▸ **Task statement**
Swap every "photo" in the rows below for "image" and copy them out with nothing else changed. Leave the pictures out.
□ □ □
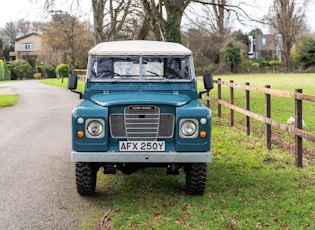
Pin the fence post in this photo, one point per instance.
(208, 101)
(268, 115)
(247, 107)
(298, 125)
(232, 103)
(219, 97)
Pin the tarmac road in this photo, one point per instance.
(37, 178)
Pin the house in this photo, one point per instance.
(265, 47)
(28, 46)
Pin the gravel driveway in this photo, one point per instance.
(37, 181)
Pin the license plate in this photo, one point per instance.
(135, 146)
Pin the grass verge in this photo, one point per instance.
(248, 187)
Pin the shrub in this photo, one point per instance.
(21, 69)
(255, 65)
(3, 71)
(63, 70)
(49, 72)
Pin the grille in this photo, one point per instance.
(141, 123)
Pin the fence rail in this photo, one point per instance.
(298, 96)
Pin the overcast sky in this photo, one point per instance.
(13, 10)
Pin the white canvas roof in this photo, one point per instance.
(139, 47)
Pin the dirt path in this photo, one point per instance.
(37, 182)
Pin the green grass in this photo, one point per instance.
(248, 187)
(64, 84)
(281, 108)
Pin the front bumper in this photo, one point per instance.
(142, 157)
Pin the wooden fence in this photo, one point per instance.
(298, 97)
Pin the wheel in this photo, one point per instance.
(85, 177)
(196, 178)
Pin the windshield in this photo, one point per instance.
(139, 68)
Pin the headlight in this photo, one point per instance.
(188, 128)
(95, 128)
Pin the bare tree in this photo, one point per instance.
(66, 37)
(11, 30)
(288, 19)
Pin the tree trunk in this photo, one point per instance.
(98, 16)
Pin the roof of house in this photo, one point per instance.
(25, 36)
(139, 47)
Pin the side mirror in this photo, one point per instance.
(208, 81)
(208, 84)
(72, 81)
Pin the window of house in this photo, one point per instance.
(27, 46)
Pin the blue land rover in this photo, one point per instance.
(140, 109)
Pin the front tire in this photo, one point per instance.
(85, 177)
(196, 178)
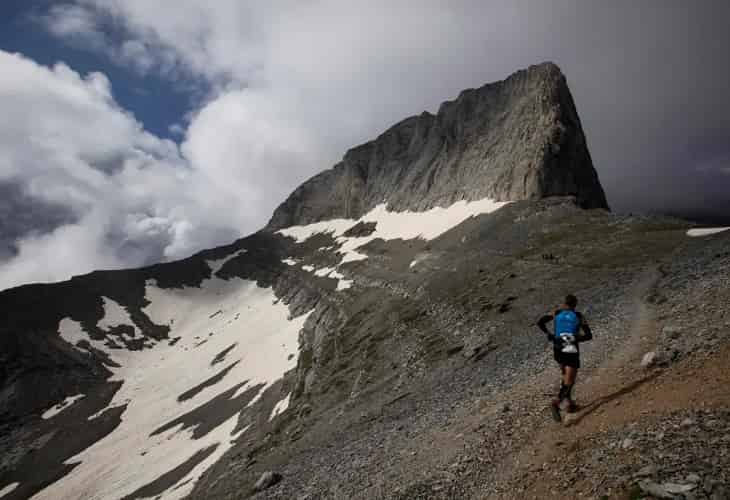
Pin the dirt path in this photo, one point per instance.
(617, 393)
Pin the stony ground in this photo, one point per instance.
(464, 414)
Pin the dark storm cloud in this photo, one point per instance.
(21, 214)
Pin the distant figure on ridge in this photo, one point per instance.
□ □ □
▸ **Solution below**
Pin the fence post in this image, one point per instance.
(208, 101)
(268, 115)
(247, 107)
(298, 125)
(232, 103)
(219, 97)
Pin the tarmac road in this image, one point per instance.
(37, 178)
Pin the house in this image, one point per instance.
(265, 47)
(28, 46)
Pin the gravel driveway in this image, one point per instance.
(37, 181)
Pin the license plate in this image, one point per instance.
(135, 146)
Pin the grass verge in this image, one point per instance.
(248, 187)
Pin the shrub in this image, one point per instance.
(21, 69)
(255, 65)
(3, 71)
(63, 70)
(49, 72)
Pin the grille in this image, one point per instance.
(141, 123)
Pin the fence rail in this image, one point per instance.
(298, 96)
Pin the overcast sky in this image, one point per instance.
(13, 10)
Pin the white canvas roof in this image, one point per instance.
(139, 47)
Pin the dirt path in this image, one point per instance.
(37, 182)
Pin the green grass in this image, one point per instance.
(248, 187)
(64, 84)
(281, 108)
Pin the front bumper in this image, one point per instance.
(142, 157)
Pin the wooden fence in this image, one point per instance.
(298, 97)
Pin the wheel in this image, one point per instance.
(85, 177)
(196, 178)
Pin the windshield in this image, one point per instance.
(139, 68)
Pin the headlight in this image, one point per instance.
(188, 128)
(95, 128)
Pin the bare tree in this image, one point per instance.
(66, 37)
(11, 30)
(288, 19)
Pin the tree trunk in this image, one point per instance.
(98, 16)
Pin the roof of house in this image, one point per instance.
(25, 36)
(139, 47)
Pin the side mirror in this image, one point per instance.
(208, 81)
(208, 84)
(72, 81)
Pin the window of house in this image, one point per instance.
(27, 46)
Pin the blue land rover in this image, one point per instance.
(140, 109)
Pin the front tire in this image, one point per instance.
(85, 177)
(196, 178)
Pin the dirt path in this image, one point per instance.
(617, 393)
Pin the stony ground in this image, one point per instance.
(464, 414)
Pin the dark storm cloud in this image, one point per instance.
(21, 214)
Pin the distant figure on ridge in this image, one point per instance.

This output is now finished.